Para alguien que se había pasado veinte años recorriendo cada domingo los más de tres kilómetros que separaban la casa familiar del barrioalto del campo de fútbol de Las Ventas viendo aquel trayecto como un todo que formaba parte de un único pueblo, el que alguien se situara tan extramuros que considerara el centro un lugar tan lejano pese a estar separado por menos de un kilómetro, me pareció sorprendente: ¡Los vecinos decían que iban “a Almería” cuando se subían al autobús frente a La Habana para ir desde El Zapillo al Paseo!
Han pasado los años y aunque ha corrido poca agua bajo los puentes, tal vez no sería arriesgado afirmar que una de las causas que propiciaron la ciudad que hoy tenemos haya que encontrarla en ese acentuado sentido de la dispersión que hizo de los barrios un puzle de conexión imposible.

========================================

EJERCICIOS:
- a) En el texto sobre los barrios de Almería, ¿qué decían los vecinos cuando se subían al autobús frente a La Habana para ir desde El Zapillo al Paseo?
- b) Prosigue el texto sobre los barrios de Almería a partir de su última oración.
Los datos que vienen a continuación son material independiente del texto sobre los barrios de Almería.

EXTRACTOS DE DATOS:
========================================

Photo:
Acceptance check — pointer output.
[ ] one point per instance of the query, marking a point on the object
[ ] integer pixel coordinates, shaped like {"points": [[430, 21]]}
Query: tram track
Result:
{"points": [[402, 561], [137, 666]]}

========================================

RESPUESTAS POR TAREA:
- a) Decían que iban "a Almería".

- b)
Como escribe Fausto Romero, con tanta belleza como acierto, Almería no ha sido una ciudad con una única Alma, es un territorio de más de ciento cincuenta mil almas y eso, que suena tan poético -y que, sin embargo, es tan inútil-, ha sido un factor determinante en la percepción de la ciudad como un poblachón desestructurado y estrafalario en el que la concepción de espacio público compartido nunca existió y aún hoy dudo que exista en la totalidad de los ciudadanos; al menos con la intensidad que sería necesaria.
Los capitalinos han mantenido históricamente con la ciudad un sentimiento de pertenencia administrativa, pero no un sentimiento de identidad. El territorio de la identidad lo redujimos a los límites cercanos del barrio, a las esquinas de las calles recorridas, al sonido de las vecinas conocidas. Pescadería y Los Molinos son, siguiendo la doctrina iluminada de Pedro Sánchez, dos naciones culturales diferentes (que algún día hasta podrían tener derecho a decidir) y entre La Cañada y el Quemadero hay más distancia que entre los estados de Nueva York y Nueva Jersey; si a estos les separa el río Hudson, podría argumentar un defensor de la filosofía del cañillo, a nuestros barrios les separa una rambla; y se quedaría tan fresco. Y pon otra de jibia, niño.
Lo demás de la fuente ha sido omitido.